### Named object pointing data:
▬▬▬▬▬▬
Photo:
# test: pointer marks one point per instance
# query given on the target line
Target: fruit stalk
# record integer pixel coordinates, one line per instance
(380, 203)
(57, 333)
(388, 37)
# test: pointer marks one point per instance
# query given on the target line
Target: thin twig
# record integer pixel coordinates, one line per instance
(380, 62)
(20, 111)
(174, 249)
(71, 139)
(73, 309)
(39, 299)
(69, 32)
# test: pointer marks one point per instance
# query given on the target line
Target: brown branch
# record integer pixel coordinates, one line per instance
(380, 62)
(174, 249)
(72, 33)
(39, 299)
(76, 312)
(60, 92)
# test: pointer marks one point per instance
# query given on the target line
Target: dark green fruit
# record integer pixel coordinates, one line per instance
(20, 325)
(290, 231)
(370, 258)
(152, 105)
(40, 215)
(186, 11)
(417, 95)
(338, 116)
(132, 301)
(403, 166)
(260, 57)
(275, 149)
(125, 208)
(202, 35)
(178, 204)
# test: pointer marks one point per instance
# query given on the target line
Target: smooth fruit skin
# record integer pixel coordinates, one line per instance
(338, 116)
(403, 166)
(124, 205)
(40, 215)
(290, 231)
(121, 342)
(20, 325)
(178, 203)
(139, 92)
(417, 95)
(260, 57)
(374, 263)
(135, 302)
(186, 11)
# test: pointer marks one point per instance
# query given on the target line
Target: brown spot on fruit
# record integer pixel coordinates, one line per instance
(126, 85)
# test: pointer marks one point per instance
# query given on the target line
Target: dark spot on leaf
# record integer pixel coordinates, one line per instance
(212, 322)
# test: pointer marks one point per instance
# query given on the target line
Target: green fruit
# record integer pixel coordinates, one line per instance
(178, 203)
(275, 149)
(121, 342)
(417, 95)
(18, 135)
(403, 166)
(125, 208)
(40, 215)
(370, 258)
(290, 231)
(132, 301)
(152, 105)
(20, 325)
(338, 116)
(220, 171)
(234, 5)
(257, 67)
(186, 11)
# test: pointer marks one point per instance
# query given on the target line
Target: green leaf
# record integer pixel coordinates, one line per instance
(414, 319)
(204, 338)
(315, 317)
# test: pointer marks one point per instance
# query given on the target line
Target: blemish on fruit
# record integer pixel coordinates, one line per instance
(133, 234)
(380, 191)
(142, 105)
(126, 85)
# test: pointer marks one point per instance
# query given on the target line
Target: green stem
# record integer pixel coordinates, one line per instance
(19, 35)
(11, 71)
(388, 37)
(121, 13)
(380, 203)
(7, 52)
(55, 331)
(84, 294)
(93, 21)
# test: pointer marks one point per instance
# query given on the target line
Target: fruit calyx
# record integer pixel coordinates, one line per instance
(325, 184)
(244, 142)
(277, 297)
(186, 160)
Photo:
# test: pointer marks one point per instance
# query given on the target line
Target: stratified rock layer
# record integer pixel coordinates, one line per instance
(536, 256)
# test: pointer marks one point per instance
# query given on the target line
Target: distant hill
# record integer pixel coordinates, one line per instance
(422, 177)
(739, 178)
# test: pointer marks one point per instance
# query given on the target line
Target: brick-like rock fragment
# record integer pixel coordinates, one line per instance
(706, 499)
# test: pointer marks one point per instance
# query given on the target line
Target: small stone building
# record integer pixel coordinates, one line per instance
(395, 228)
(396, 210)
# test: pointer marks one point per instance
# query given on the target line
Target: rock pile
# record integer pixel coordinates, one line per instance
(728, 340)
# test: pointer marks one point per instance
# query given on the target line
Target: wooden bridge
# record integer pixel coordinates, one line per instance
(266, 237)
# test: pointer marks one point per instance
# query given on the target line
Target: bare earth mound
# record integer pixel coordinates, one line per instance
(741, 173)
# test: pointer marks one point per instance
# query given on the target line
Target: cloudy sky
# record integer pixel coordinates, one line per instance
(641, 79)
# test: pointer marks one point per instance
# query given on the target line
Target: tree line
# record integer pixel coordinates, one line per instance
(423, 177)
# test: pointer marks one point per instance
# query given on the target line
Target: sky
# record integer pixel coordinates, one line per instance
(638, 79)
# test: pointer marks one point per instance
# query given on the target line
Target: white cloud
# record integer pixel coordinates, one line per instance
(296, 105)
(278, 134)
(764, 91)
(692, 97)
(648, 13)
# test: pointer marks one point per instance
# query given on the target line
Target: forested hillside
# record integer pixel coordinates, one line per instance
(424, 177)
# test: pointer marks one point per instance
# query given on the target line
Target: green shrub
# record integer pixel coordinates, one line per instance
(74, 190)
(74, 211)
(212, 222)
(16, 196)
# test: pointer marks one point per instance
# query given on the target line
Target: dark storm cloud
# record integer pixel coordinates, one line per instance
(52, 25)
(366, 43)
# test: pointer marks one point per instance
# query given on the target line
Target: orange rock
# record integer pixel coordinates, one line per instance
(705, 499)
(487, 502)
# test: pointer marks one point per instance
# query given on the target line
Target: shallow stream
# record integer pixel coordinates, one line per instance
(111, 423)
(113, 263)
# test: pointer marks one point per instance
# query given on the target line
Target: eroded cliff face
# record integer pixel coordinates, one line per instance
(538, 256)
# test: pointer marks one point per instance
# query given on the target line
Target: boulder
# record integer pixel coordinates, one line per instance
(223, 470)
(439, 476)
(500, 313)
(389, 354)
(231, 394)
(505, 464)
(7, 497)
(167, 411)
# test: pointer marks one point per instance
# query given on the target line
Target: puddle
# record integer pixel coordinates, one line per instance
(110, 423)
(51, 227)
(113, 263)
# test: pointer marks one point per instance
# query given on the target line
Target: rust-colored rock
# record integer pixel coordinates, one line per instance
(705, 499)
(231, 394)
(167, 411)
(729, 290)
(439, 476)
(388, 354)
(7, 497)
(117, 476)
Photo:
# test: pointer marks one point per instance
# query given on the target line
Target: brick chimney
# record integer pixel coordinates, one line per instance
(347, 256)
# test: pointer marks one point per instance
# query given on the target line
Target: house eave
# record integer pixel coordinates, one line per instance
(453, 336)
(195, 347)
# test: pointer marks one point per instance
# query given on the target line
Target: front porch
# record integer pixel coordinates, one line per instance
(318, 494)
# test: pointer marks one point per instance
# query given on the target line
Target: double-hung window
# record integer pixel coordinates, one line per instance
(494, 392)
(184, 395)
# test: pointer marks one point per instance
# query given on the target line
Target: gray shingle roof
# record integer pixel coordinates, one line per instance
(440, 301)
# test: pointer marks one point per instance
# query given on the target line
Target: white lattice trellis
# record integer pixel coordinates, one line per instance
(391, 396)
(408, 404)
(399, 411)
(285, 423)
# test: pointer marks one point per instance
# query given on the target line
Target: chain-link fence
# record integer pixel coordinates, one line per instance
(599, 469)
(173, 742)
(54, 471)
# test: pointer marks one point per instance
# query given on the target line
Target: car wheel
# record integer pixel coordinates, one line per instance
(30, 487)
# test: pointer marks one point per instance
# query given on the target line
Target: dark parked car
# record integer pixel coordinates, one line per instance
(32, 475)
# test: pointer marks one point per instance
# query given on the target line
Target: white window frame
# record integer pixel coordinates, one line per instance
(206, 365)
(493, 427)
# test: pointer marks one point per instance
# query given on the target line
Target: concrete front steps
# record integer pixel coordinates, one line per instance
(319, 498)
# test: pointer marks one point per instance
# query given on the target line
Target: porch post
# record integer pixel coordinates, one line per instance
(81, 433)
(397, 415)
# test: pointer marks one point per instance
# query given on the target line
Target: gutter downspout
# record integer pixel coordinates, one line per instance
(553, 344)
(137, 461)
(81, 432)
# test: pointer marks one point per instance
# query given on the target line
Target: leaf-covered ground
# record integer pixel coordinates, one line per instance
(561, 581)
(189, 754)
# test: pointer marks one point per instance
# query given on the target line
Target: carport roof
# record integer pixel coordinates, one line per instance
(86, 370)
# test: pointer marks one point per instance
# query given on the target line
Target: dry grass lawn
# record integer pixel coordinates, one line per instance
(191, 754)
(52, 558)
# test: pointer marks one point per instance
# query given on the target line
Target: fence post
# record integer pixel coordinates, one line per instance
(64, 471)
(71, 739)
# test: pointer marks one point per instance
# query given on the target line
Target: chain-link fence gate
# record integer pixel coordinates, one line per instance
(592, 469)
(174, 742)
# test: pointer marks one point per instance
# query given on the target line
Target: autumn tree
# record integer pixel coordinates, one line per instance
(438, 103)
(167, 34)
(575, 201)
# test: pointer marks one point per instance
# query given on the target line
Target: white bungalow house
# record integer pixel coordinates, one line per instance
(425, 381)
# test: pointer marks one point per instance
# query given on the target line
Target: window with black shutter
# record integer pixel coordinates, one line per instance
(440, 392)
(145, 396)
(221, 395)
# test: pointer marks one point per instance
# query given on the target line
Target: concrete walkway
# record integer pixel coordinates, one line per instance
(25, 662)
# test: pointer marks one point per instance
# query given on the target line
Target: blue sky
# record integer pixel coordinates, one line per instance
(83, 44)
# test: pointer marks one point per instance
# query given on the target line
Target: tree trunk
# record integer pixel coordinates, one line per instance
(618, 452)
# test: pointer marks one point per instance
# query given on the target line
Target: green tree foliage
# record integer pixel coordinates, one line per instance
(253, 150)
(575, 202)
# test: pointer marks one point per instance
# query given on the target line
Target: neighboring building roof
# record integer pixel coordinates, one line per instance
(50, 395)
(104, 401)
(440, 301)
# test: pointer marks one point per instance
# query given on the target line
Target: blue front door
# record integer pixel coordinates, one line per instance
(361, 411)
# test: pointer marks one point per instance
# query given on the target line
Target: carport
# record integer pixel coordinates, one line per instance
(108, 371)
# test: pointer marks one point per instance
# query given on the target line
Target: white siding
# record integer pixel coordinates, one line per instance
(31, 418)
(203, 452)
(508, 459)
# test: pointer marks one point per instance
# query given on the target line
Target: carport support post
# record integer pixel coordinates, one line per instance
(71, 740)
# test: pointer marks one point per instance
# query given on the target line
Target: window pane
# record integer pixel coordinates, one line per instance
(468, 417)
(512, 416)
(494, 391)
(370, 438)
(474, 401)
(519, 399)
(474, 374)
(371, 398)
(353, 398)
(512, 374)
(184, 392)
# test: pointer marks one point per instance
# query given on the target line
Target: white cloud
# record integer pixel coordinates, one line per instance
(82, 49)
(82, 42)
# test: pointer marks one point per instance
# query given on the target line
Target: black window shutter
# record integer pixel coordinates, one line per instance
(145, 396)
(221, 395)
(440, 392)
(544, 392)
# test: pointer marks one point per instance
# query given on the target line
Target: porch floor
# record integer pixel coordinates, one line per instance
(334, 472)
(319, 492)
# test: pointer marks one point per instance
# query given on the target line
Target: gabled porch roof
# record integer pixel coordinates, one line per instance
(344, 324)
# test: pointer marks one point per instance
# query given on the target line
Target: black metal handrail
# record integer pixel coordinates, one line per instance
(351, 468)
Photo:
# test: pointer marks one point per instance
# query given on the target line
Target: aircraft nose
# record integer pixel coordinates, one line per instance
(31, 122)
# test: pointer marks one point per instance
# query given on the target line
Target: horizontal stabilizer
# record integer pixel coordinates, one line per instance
▬▬▬▬▬▬
### What this task involves:
Return every line of the data above that contains the string "black". Matching is case-sensitive.

### Answer in full:
Target: window with black shutter
Target: black window shutter
Target: black metal handrail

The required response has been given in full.